◆ **Texto de referencia**
---*---

Yo estaba tan emocionado que les aparecí allí con el pasaporte; echarme a patadas era poco. Enseguida se me presentó a Carlos, responsable de prensa de Instituciones Penitenciarias en A Lama, que dijo ser lector mío, y yo ahí ya me empecé a poner nervioso porque nunca sé muy bien cómo actuar delante de mis lectores. Recuerdo siempre aquel artículo de Camba en el que un señor le declaraba su admiración incondicional, y Camba sufría escribiendo después sus artículos preguntándose: “¿Le gustará esto a  mi admirador? ¿Estará de acuerdo conmigo en este punto? ¿Le estaré disgustando? ¡Si pudiera saber más de él!”. Claro que Carlos no es admirador, sino lector, que es otra cosa. Mis admiraciones en general son más del lado femenino y nada, sospecho yo, tienen que ver con la escritura, lo cual está muy bien porque escribiendo, por muy bien que se haga, no se llega al orgasmo.

---*---

Filas de un conjunto de datos de etiquetado con recuadros
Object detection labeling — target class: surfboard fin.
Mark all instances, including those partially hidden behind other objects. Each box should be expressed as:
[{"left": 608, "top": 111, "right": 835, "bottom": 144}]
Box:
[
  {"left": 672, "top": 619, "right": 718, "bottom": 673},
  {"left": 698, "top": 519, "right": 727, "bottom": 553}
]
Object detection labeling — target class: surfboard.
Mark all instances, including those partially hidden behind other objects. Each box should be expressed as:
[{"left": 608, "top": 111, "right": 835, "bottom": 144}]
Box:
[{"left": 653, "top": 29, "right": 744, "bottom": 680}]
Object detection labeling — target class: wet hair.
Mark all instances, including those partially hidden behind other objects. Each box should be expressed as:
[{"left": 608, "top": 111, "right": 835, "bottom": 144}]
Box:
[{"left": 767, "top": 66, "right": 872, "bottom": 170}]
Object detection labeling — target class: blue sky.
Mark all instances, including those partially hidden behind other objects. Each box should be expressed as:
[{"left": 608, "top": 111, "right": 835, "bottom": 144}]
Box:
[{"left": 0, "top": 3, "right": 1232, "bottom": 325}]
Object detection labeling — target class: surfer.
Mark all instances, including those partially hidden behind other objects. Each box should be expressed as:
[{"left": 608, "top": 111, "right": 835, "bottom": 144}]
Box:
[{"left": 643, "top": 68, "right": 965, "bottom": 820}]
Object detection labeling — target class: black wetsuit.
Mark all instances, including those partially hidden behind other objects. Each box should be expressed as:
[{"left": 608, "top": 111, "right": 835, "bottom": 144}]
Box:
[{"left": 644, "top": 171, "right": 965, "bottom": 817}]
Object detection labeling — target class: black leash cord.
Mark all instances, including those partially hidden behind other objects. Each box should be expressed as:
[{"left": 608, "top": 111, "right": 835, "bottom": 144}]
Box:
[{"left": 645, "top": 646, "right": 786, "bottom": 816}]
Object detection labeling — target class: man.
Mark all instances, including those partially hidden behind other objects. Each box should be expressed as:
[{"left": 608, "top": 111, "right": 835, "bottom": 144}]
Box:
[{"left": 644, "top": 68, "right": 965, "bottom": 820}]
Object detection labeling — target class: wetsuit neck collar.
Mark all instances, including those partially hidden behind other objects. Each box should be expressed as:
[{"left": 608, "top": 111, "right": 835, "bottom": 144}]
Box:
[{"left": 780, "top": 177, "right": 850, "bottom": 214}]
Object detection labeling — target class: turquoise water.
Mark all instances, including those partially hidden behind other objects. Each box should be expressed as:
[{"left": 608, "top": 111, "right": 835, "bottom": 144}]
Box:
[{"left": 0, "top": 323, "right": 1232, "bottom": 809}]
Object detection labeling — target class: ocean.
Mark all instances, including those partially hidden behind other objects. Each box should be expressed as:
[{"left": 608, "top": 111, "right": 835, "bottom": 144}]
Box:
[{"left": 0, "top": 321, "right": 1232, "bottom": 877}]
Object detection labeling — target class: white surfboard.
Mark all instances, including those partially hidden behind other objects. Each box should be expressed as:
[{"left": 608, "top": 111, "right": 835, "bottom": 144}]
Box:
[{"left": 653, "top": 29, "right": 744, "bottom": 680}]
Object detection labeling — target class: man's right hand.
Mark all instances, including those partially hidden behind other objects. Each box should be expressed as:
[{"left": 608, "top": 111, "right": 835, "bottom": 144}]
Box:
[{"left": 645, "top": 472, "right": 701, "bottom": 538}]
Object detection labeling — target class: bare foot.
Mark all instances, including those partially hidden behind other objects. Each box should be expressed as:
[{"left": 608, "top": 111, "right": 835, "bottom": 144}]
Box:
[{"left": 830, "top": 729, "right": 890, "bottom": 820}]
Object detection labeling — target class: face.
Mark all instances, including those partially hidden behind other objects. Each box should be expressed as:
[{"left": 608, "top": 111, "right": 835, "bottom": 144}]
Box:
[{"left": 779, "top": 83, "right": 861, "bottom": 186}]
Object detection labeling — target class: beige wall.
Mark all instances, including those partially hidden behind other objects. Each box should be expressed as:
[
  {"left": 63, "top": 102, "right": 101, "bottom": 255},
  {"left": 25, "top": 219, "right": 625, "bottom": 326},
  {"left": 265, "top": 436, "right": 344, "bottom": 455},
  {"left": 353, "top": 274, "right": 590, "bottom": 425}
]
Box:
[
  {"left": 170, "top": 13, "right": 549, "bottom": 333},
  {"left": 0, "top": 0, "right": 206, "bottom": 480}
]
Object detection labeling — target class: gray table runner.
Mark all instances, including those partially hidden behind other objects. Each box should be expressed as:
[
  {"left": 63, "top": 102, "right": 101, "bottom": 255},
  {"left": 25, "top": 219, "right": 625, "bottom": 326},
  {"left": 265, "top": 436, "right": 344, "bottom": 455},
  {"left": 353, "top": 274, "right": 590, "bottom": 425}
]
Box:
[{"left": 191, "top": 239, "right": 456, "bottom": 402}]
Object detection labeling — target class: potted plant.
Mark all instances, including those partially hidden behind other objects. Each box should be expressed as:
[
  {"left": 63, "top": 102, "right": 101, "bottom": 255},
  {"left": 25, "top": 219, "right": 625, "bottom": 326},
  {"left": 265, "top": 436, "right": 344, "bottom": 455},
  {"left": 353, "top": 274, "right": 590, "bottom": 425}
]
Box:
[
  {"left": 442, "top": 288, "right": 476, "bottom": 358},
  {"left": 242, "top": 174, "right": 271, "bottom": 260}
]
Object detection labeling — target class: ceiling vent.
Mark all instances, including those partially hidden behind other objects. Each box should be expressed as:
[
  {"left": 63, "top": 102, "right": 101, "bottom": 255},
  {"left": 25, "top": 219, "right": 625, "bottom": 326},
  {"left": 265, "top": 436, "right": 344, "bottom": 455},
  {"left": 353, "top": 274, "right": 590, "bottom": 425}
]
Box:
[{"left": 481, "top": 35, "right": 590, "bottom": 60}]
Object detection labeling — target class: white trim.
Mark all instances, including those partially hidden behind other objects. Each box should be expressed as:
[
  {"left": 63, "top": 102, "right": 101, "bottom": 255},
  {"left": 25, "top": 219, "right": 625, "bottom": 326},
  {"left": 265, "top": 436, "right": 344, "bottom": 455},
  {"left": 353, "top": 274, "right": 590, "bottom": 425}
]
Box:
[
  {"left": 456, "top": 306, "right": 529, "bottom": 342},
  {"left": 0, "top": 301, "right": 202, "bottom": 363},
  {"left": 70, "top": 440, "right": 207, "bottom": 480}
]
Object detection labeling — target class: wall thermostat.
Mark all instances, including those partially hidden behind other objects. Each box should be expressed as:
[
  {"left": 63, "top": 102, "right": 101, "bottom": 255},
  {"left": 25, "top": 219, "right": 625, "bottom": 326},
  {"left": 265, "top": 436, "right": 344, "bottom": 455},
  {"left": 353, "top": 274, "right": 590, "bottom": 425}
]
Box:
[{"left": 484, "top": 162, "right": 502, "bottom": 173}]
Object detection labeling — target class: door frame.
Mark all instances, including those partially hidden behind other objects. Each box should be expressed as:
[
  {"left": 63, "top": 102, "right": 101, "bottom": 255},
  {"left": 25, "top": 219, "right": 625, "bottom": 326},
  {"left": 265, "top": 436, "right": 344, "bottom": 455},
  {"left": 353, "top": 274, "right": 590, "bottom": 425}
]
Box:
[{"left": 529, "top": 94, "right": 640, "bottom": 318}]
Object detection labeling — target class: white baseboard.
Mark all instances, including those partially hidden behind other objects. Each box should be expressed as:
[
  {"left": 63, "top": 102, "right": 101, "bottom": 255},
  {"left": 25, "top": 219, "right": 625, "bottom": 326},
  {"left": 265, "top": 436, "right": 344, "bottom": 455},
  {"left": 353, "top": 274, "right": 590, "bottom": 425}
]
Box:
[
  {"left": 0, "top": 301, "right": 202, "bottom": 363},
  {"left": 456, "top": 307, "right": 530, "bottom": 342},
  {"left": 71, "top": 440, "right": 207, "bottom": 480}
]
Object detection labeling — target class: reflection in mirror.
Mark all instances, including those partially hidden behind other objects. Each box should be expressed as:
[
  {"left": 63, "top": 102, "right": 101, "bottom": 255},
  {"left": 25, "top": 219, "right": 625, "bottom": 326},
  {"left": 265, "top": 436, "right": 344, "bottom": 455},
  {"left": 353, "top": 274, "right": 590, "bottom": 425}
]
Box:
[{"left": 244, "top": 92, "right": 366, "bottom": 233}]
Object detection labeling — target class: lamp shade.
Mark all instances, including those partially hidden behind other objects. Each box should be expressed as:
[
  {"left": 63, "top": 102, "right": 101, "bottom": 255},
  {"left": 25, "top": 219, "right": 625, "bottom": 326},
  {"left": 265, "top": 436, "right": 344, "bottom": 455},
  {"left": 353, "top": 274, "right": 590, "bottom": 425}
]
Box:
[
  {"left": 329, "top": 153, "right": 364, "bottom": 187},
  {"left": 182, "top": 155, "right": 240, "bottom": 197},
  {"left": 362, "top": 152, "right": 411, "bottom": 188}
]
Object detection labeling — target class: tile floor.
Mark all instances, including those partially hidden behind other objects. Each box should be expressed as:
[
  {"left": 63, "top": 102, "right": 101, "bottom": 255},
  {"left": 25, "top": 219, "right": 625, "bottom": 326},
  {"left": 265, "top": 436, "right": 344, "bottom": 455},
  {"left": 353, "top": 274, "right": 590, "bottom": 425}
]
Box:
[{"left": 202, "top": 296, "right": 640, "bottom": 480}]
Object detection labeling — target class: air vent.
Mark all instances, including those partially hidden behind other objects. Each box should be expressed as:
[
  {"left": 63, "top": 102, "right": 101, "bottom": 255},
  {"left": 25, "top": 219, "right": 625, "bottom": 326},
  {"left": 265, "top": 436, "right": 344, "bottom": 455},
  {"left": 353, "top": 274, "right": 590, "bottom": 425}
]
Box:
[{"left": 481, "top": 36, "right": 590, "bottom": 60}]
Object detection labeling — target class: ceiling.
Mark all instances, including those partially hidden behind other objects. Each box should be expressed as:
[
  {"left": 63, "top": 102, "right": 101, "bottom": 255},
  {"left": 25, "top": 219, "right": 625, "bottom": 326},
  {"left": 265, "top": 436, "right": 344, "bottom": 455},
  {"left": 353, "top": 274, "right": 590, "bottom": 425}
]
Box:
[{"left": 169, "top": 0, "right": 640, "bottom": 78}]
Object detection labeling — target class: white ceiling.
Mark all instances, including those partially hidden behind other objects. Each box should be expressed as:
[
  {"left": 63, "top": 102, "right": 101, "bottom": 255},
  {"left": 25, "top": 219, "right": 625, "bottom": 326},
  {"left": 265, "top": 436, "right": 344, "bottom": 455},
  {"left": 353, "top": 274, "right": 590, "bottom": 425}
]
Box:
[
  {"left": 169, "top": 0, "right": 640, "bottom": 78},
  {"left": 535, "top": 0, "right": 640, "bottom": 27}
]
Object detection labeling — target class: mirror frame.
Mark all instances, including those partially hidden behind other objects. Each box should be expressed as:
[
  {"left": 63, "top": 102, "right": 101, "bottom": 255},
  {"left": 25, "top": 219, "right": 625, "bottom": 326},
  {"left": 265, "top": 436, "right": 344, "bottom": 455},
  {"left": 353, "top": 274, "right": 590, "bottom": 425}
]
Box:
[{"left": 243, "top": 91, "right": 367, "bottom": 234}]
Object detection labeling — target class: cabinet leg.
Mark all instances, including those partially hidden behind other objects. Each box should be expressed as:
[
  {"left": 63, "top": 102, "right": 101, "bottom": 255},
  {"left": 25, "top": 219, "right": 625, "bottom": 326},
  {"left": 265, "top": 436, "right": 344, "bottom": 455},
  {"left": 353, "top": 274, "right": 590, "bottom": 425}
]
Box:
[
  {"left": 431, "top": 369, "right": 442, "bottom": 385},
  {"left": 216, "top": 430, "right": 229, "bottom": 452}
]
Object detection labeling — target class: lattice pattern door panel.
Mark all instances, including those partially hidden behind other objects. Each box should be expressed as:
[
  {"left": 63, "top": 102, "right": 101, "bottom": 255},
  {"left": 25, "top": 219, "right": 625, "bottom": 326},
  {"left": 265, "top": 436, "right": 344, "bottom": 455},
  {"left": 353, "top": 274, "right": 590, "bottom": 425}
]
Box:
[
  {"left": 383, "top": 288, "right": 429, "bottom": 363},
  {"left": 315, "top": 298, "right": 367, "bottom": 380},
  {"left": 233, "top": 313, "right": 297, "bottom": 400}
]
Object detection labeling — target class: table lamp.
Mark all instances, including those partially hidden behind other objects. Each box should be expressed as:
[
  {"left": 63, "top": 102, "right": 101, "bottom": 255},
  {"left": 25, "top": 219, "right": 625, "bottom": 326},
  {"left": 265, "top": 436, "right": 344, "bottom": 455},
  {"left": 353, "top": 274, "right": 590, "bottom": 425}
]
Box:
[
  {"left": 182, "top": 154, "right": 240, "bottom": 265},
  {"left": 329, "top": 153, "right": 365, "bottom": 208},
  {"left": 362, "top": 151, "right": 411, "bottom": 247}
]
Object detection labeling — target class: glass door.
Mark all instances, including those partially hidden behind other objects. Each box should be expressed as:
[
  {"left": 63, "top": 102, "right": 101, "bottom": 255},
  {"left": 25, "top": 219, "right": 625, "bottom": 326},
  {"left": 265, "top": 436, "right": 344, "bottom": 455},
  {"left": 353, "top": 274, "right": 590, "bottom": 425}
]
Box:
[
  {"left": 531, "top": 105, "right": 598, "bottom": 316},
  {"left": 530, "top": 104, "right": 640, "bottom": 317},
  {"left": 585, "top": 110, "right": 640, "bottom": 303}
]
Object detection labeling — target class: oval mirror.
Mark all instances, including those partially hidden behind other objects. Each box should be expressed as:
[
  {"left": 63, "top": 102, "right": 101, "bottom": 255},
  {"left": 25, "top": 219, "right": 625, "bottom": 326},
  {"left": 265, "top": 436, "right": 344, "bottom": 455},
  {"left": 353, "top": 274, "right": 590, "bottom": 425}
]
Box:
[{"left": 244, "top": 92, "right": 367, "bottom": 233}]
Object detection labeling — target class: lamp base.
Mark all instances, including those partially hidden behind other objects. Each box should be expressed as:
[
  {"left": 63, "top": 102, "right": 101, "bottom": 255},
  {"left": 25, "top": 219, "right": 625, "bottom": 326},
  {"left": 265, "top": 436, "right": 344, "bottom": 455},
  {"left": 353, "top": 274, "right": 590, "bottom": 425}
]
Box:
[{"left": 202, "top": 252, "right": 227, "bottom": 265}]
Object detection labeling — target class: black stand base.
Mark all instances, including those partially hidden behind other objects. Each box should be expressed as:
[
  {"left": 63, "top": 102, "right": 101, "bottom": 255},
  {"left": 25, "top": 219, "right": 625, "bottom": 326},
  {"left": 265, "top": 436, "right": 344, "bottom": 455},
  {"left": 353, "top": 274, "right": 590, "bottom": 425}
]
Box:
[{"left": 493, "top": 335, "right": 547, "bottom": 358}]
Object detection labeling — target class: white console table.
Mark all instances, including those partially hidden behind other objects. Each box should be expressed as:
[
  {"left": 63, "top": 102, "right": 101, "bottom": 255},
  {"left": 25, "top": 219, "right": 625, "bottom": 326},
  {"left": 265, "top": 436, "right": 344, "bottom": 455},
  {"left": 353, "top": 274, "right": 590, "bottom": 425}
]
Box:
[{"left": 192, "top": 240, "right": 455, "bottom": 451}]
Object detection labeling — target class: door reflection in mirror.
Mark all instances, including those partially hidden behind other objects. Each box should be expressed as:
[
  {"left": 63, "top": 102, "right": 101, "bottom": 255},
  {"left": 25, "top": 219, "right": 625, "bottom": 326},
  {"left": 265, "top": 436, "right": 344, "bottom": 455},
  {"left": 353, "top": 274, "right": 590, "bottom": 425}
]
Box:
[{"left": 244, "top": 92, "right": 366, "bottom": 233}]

---*---

◆ **Ejercicios**
[1] Responde con brevedad a estas preguntas sobre el fragmento de la visita a A Lama:
(a) ¿Con qué documento se presentó el narrador?
(b) ¿Qué cargo ocupa Carlos?
(c) ¿Qué le declaraba un señor a Camba en aquel artículo?
[2] Indica si cada afirmación coincide con el fragmento de la visita a A Lama:
(a) Carlos dijo ser lector del narrador.
(b) El narrador considera a Carlos un admirador.
(c) El narrador sabe bien cómo comportarse ante sus lectores.
[3] Prosigue el fragmento de la visita a A Lama a partir de su última frase.
Los datos no hacen falta para resolver ningún ejercicio.

◆ **Soluciones**
[1]
(a) Con el pasaporte.
(b) Es responsable de prensa de Instituciones Penitenciarias en A Lama.
(c) Su admiración incondicional.

[2]
(a) Sí: "dijo ser lector mío".
(b) No: "Claro que Carlos no es admirador, sino lector".
(c) No: "nunca sé muy bien cómo actuar delante de mis lectores".

[3]
Nos dimos todos la mano muy afectuosamente, me llevaron a conocer al director y a la subdirectora de la cárcel, y fue todo bien hasta ese momento del que todo el mundo te habla: cuando se cierran las últimas puertas y dejas atrás el mundo libre. En ese momento sufrí muy discretamente una suerte de ataque de pánico, no porque la subdirectora me empezase explicar ésto y aquello de la cárcel, como en la primera escena de Celda 211, sino porque recordé un suceso lamentable ocurrido hace seis años en Las Palmas, cuando tres horas después de bajar del avión un amigo y yo salimos a por copas y algo de droga y nos encontramos, a los veinte minutos, de cara a la pared con los brazos en alto, cacheados por la secreta y con los vecinos gritando en los balcones que nos estábamos cargando el barrio.

 

En Comisaría nos dijeron que había dos opciones: ser detenidos o acusar al camello. Y lo acusamos, joder si lo acusamos; nos faltó llevarlo en coche nosotros mismos a chirona. Recuerdo que en el juicio, por teleconferencia, el juez me preguntó: “¿Es él?”, y no lo habían enfocado aún y yo ya estaba gritando de pie: “¡Sí, sí!”. Un poco antes, por los pasillos, un funcionario me reconoció porque dijo leerme y me preguntó un poco preocupado qué me había traído hasta allí. “Nada, un robo que vimos aquí mi amigo y yo en Canarias”. Más tarde lo vi entrar en la sala y se quedó viendo cómo el juez me preguntaba si yo había querido comprar drogas el día tal a la hora tal y al ciudadano no sé qué. Y lo miré de reojo, preguntándome qué clase de vida era ésta, y dije abochornado: “Sí”. Esta historia en el fondo es muy divertida, quizás la más divertida de mi vida: si un día por lo que fuera me quedo sin familia la cuento con todo detalle, que nos vamos a morir todos de la risa.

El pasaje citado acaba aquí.